(Records from a point labeling set)

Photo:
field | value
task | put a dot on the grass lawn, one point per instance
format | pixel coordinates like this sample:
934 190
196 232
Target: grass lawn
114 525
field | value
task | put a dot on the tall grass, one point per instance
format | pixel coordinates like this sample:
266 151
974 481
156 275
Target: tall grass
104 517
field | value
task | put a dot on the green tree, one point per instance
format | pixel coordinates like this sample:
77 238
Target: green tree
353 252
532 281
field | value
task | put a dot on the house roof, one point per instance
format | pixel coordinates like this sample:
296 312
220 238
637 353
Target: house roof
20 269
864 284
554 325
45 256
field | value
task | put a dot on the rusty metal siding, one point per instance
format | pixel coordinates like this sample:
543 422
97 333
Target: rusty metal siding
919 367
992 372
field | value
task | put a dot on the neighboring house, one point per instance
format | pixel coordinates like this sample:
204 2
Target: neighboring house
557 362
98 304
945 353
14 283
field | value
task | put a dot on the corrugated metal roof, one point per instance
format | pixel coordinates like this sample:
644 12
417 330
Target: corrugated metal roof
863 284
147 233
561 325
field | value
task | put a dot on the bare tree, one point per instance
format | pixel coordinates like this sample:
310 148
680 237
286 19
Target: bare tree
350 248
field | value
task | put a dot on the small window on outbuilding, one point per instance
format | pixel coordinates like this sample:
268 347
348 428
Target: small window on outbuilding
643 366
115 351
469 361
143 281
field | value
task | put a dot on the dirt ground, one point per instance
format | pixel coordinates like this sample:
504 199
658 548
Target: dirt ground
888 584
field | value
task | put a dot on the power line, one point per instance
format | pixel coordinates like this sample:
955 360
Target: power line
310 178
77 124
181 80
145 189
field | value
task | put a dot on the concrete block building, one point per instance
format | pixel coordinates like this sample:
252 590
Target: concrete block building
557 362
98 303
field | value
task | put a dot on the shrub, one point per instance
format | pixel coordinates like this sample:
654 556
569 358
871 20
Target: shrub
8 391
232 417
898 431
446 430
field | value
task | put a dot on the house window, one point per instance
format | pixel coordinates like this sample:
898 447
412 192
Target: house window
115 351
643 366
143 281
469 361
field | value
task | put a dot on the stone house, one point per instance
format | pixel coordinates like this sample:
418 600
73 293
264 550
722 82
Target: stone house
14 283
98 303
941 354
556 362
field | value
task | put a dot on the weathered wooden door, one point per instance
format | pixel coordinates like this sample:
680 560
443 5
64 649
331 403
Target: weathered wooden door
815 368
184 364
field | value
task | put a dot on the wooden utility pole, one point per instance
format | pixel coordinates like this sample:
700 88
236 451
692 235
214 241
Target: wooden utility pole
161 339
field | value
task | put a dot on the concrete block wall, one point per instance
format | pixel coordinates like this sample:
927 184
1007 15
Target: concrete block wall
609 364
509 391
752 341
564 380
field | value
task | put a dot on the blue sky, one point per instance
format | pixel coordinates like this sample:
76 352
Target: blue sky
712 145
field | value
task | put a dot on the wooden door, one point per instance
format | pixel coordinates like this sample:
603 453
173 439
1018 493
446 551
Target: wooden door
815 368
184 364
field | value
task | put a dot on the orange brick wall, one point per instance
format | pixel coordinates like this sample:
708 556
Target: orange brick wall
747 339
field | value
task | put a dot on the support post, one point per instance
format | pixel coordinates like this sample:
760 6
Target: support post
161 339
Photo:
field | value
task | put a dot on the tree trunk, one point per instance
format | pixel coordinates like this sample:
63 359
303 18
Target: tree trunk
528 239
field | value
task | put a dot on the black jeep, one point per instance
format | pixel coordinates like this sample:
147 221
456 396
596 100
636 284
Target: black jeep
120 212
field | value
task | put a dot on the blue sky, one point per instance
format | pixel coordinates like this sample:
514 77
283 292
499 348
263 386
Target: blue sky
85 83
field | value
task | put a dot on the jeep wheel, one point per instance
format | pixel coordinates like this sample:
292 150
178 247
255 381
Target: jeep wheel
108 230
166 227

▸ **EXERCISE DIRECTIONS**
Print the listing above in full, exactly as it is.

▸ **TASK OUTPUT**
Photo:
field | value
task | put a dot on the grass lawn, one point per instance
format | pixel coordinates like this sample:
934 190
196 232
Target: grass lawn
114 525
field | value
task | put a dot on the tall grass, one point per instance
format | pixel coordinates like this sample:
266 151
974 481
156 275
Target: tall grass
104 517
field | value
task | put a dot on the green tree, one point per instance
format | pixel coordinates like this sample:
77 238
Target: green tree
353 252
532 281
field | value
task | put a dot on the house roof, one point per instance
format | pixel coordinates like this sample:
296 312
220 238
637 353
Target: house roof
20 269
864 284
554 325
45 256
field | value
task | put a dot on the rusty metal siding, one point per instance
format | pixel coordinates like this sample:
543 422
97 333
Target: rusty metal siding
919 367
992 372
field | value
task | put a dot on the neighboring house, one point per instance
format | pixel coordinates like this sample:
204 2
Target: neighboring house
557 362
98 304
945 353
14 283
field | value
task | put a dot on the corrugated metal roof, one point per instance
format | pixel coordinates like this sample:
644 12
417 330
Target: corrugated metal roof
863 284
147 233
561 325
field | value
task | put a dot on the bare tree, one point per instance
format | pixel coordinates like this sample:
310 148
680 237
286 19
Target: bare tree
350 248
field | value
task | put a dot on the small window on outbuilding, one point per instance
format | pixel coordinates like this sample:
268 347
348 428
Target: small window on outbuilding
643 366
115 351
469 361
143 281
field | value
task | put a dot on the dirt ground, one point per instance
format | pixel coordinates like this sample:
504 199
658 548
Target: dirt ground
888 584
field | value
task | put a dot on the power line, one point per instance
format | pixel coordinates like this sample:
955 360
Target: power line
310 178
77 124
181 80
145 189
field | value
task | put a dot on the concrete block building, one point per instance
format | pixel coordinates like this sample:
252 590
Target: concrete block building
557 362
98 303
field | value
task | put a dot on the shrub, one point per instance
format | pixel coordinates like this sample:
654 556
569 358
871 20
Target: shrub
8 391
232 417
898 431
446 430
field | value
task | put a dot on the house window, one point per instance
format | pixel coordinates like this sample:
898 447
412 192
Target: house window
115 351
643 366
143 281
469 361
field | value
task | put a dot on the stone house, one point per instance
format | pixel coordinates like this sample:
418 600
73 293
264 550
722 82
Target: stone house
14 283
98 303
941 354
556 362
field | value
task | put a dot on the weathered wooden door, one point per instance
format | pixel coordinates like this sample:
680 560
443 5
64 649
331 403
Target: weathered wooden door
815 368
184 364
field | value
task | put a dot on the wooden utility pole, one point per instance
format | pixel coordinates like this sample:
700 88
236 451
692 235
214 241
Target: wooden utility pole
161 339
field | value
task | put a dot on the concrete block wall, one point per instance
format | pixel coordinates like this sample:
927 184
1007 15
Target: concrete block wall
609 364
509 391
752 341
564 380
field | value
task | put a dot on the blue sky, one point per instance
format | pixel coordinates like this sample:
76 352
Target: blue sky
712 145
field | value
task | put a dot on the wooden door, one point per instance
format | pixel coordinates like this sample:
603 453
173 439
1018 493
446 551
Target: wooden door
815 368
184 364
field | value
task | put a dot on the orange brick wall, one point per instance
format | pixel coordinates like this sample:
708 556
Target: orange brick wall
747 339
field | value
task | put a dot on the support post, one point per instance
format | pixel coordinates like this sample:
760 6
Target: support post
161 339
Photo:
field | value
task | put a dot on the tree trunk, one point per instance
format | pixel coordinates like this sample:
63 359
303 18
Target: tree trunk
528 239
field | value
task | put a dot on the black jeep, one point per instance
format | pixel coordinates like this sample:
147 221
456 396
596 100
636 284
Target: black jeep
120 212
field | value
task | put a dot on the blue sky, one point per instance
format | pixel coordinates like this sample:
514 77
283 292
499 348
263 386
Target: blue sky
85 83
field | value
task | put a dot on the jeep wheel, one point per instance
format | pixel coordinates like this sample:
292 150
178 247
255 381
Target: jeep wheel
108 230
166 227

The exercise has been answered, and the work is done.